= TASK OBJECTIVE =
Print, please, the line that contains "Above is the image to analyze." and each line after it to the end of the entries, unchanged and with nothing else.

((

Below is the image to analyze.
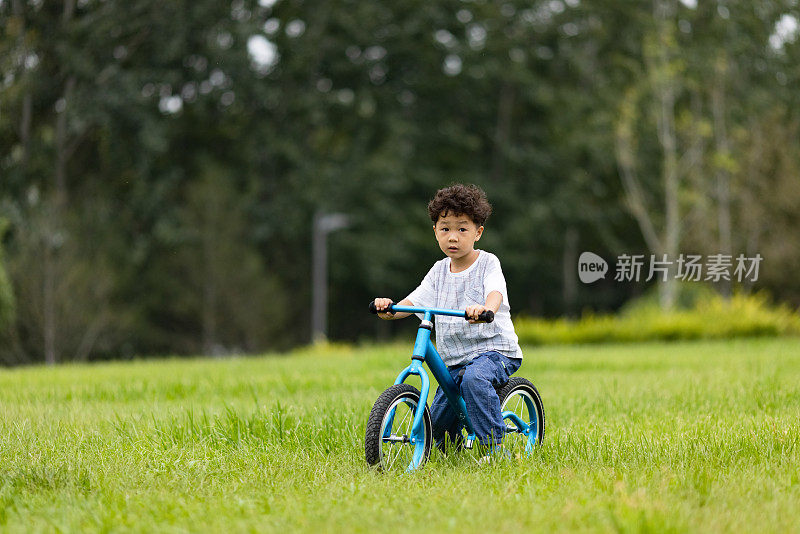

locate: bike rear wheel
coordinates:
[364,384,433,471]
[498,377,545,456]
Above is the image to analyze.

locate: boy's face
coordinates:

))

= THE OUTPUT =
Above is the image to analyze.

locate: boy's face
coordinates:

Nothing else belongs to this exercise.